[GIVEN PASSAGE]

WASHINGTON (Reuters) – The family of Robert Levinson, the former FBI agent who disappeared in March 2007 after traveling to an island controlled by Iran, said on Wednesday it now believes Levinson died in Iranian custody, based on information from U.S. officials.
FILE PHOTO: Christine Levinson (R), wife of former FBI agent Robert Levinson, watches as her son Daniel Levinson displays a web print of his father’s picture to journalists while attending a news conference at Switzerland’s embassy in Tehran December 22, 2007. REUTERS/Morteza Nikoubazl (IRAN)
President Donald Trump said on Wednesday he had not been told that Levinson was dead, but things did not look good and a lot of people thought Levinson had died.
“Today with aching hearts, we are sharing devastating news about Robert Levinson, the head of our family,” Levinson’s family said in a posting on Facebook and a website.
“We recently received information from US officials that has led both them and us to conclude that our wonderful husband and father died while in Iranian Custody. We don’t know when or how he died, only that it was prior to the COVID 19 pandemic,” the family said.
The family said they did not know when, or even if, Levinson’s body would be returned to them, calling it “the very definition of cruelty.”

[/GIVEN PASSAGE]

LIST OF TASKS:
(1) Answer these questions using the news report about Robert Levinson:
(a) In what month and year did Levinson disappear?
(b) Where did his family post its statement about his death?
(c) What words did the family use to describe not knowing when, or even if, his body would be returned?
(2) Continue the news report about Robert Levinson, starting after its last sentence.

[DATASET EXTRACT]

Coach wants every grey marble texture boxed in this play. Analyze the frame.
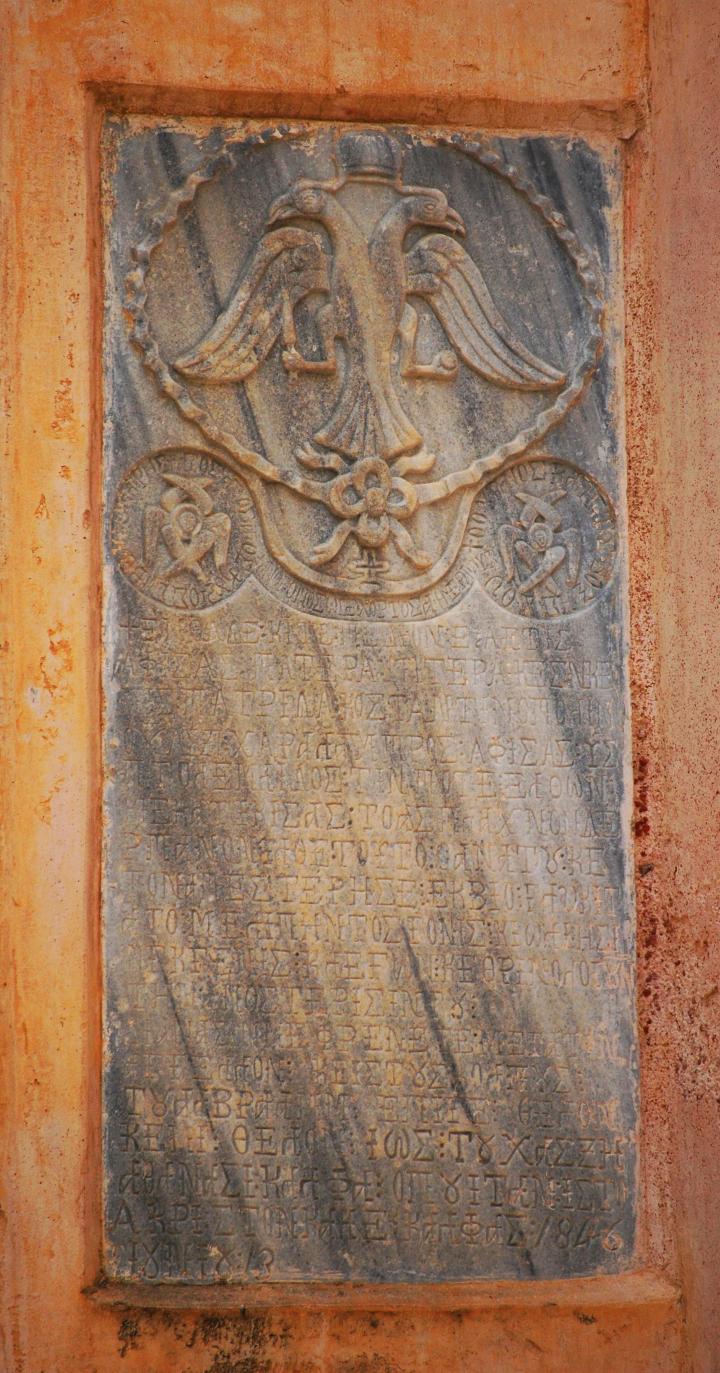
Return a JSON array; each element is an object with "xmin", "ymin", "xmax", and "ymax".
[{"xmin": 103, "ymin": 118, "xmax": 638, "ymax": 1284}]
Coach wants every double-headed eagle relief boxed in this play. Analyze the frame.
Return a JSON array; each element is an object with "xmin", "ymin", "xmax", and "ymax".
[{"xmin": 128, "ymin": 129, "xmax": 602, "ymax": 609}]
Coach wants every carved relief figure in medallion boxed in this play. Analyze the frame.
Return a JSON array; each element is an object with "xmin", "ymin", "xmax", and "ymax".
[{"xmin": 129, "ymin": 129, "xmax": 602, "ymax": 599}]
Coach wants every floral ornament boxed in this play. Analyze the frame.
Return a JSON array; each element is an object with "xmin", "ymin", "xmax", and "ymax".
[{"xmin": 311, "ymin": 457, "xmax": 431, "ymax": 567}]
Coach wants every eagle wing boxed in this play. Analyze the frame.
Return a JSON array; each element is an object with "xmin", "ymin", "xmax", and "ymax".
[
  {"xmin": 405, "ymin": 233, "xmax": 566, "ymax": 391},
  {"xmin": 173, "ymin": 227, "xmax": 330, "ymax": 382}
]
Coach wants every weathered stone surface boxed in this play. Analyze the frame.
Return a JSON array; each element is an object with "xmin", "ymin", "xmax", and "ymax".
[{"xmin": 104, "ymin": 121, "xmax": 636, "ymax": 1282}]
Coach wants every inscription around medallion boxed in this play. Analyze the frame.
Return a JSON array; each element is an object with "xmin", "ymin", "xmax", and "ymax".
[
  {"xmin": 103, "ymin": 117, "xmax": 636, "ymax": 1285},
  {"xmin": 111, "ymin": 448, "xmax": 257, "ymax": 610},
  {"xmin": 469, "ymin": 459, "xmax": 617, "ymax": 619}
]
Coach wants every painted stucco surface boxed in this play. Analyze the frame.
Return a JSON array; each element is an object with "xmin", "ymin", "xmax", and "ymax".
[{"xmin": 1, "ymin": 0, "xmax": 720, "ymax": 1373}]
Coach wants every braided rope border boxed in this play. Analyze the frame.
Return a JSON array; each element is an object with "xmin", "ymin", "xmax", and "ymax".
[{"xmin": 125, "ymin": 125, "xmax": 605, "ymax": 505}]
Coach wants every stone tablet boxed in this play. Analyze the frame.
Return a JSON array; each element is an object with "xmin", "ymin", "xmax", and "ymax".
[{"xmin": 103, "ymin": 117, "xmax": 636, "ymax": 1284}]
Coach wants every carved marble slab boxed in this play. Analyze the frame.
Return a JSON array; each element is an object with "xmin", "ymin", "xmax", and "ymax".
[{"xmin": 103, "ymin": 118, "xmax": 636, "ymax": 1284}]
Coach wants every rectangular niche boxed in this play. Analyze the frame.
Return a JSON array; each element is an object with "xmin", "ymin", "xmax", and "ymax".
[{"xmin": 103, "ymin": 117, "xmax": 636, "ymax": 1284}]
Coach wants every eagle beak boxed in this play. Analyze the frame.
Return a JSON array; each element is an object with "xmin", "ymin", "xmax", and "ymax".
[
  {"xmin": 268, "ymin": 191, "xmax": 298, "ymax": 224},
  {"xmin": 442, "ymin": 210, "xmax": 466, "ymax": 239}
]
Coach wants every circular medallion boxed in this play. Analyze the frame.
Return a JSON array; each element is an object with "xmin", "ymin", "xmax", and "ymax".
[
  {"xmin": 125, "ymin": 126, "xmax": 603, "ymax": 619},
  {"xmin": 467, "ymin": 457, "xmax": 617, "ymax": 619},
  {"xmin": 110, "ymin": 448, "xmax": 257, "ymax": 611}
]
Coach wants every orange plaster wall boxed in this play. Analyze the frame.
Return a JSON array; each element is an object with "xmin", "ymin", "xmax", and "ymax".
[{"xmin": 0, "ymin": 0, "xmax": 720, "ymax": 1373}]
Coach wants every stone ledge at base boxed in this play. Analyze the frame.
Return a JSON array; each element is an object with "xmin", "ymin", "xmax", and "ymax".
[{"xmin": 85, "ymin": 1271, "xmax": 682, "ymax": 1315}]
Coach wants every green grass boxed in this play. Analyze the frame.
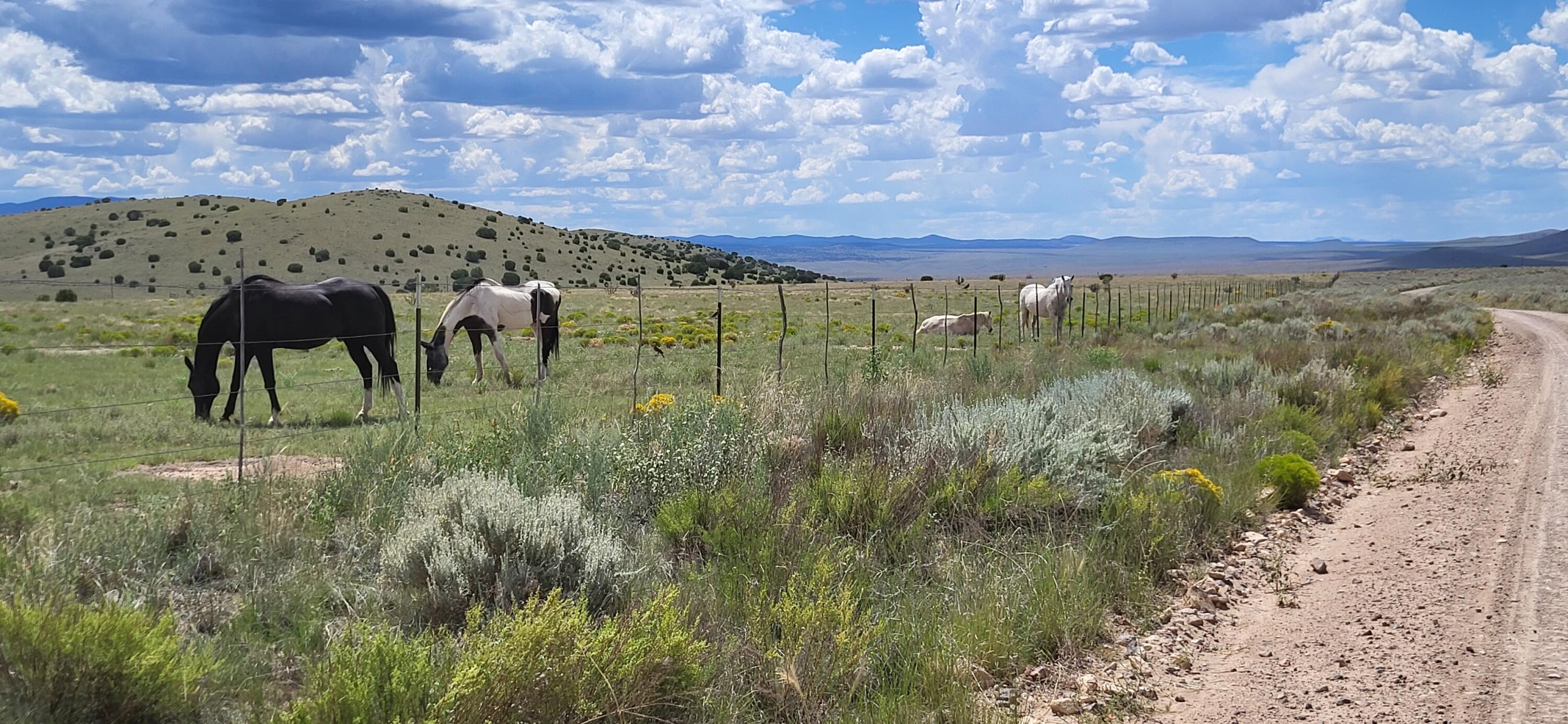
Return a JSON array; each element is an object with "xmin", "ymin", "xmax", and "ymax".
[{"xmin": 0, "ymin": 273, "xmax": 1490, "ymax": 721}]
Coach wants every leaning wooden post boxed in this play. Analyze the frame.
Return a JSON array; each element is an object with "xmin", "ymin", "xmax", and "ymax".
[
  {"xmin": 822, "ymin": 282, "xmax": 833, "ymax": 389},
  {"xmin": 778, "ymin": 284, "xmax": 789, "ymax": 384},
  {"xmin": 1068, "ymin": 296, "xmax": 1088, "ymax": 338},
  {"xmin": 630, "ymin": 285, "xmax": 646, "ymax": 411},
  {"xmin": 969, "ymin": 295, "xmax": 980, "ymax": 357},
  {"xmin": 872, "ymin": 287, "xmax": 877, "ymax": 353},
  {"xmin": 991, "ymin": 282, "xmax": 1007, "ymax": 351},
  {"xmin": 414, "ymin": 277, "xmax": 425, "ymax": 434},
  {"xmin": 234, "ymin": 246, "xmax": 251, "ymax": 486}
]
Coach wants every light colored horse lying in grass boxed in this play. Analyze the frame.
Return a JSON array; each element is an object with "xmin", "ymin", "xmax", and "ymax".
[
  {"xmin": 1018, "ymin": 274, "xmax": 1073, "ymax": 340},
  {"xmin": 914, "ymin": 312, "xmax": 991, "ymax": 337}
]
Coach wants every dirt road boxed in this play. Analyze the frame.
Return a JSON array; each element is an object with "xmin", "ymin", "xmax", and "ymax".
[{"xmin": 1151, "ymin": 310, "xmax": 1568, "ymax": 724}]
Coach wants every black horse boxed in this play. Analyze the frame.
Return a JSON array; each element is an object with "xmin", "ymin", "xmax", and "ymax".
[{"xmin": 185, "ymin": 274, "xmax": 405, "ymax": 425}]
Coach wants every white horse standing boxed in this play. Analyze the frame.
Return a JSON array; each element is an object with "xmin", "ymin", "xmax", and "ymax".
[
  {"xmin": 420, "ymin": 279, "xmax": 561, "ymax": 384},
  {"xmin": 1018, "ymin": 274, "xmax": 1073, "ymax": 340}
]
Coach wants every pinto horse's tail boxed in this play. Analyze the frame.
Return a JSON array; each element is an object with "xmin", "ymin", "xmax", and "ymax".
[
  {"xmin": 528, "ymin": 287, "xmax": 561, "ymax": 365},
  {"xmin": 370, "ymin": 285, "xmax": 398, "ymax": 395}
]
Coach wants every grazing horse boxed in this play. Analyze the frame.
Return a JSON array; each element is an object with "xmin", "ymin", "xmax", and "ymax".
[
  {"xmin": 914, "ymin": 312, "xmax": 991, "ymax": 337},
  {"xmin": 420, "ymin": 277, "xmax": 561, "ymax": 384},
  {"xmin": 1018, "ymin": 276, "xmax": 1073, "ymax": 340},
  {"xmin": 185, "ymin": 274, "xmax": 406, "ymax": 426}
]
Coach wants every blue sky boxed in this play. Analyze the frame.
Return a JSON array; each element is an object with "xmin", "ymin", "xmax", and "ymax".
[{"xmin": 0, "ymin": 0, "xmax": 1568, "ymax": 240}]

[/DATASET EXTRACT]

EXERCISE ANSWERS:
(1)
(a) March 2007
(b) On Facebook and a website
(c) "the very definition of cruelty"

(2)
Trump called Levinson “a gentleman” and “outstanding.” He added, in apparent reference to what U.S. officials had told the family: “They’ve been making the statement to the family, I believe.”
“It’s not looking good; he wasn’t well for years anyway, in Iran,” Trump said. “It’s not looking promising … we feel terribly for the family.
“It’s not looking great, but I won’t accept that he’s dead,” the president added. “They haven’t told us that he’s dead, but a lot of people are thinking that that’s the case.”
Levinson disappeared after flying from Dubai to Kish Island in the Gulf in March 2007. There he met with Daoud Salahuddin, an American Islamic militant who fled to Iran while facing charges in the murder of an Iranian embassy official based in Washington.
Levinson, working then as a private investigator, was seeking information on alleged corruption involving the former Iranian president, Akbar Hashemi Rafsanjani, and his family, said sources familiar with his work.
Months after he disappeared, U.S. government sources acknowledged that before traveling to Kish Island, Levinson had maintained an unorthodox contractual relationship with the analytical branch of the Central Intelligence Agency. A handful of CIA officials were forced out of the agency and several more were disciplined after an internal agency investigation.
The Iranian government has never publicly acknowledged any role in Levinson’s abduction, though at the time of his disappearance a government-affiliated media outlet broadcast a story saying he was “in the hands of Iranian security forces.”
Some U.S. investigators at least until recently believed Levinson was still alive, while officials at other U.S. agencies believe he died some time, perhaps years, ago.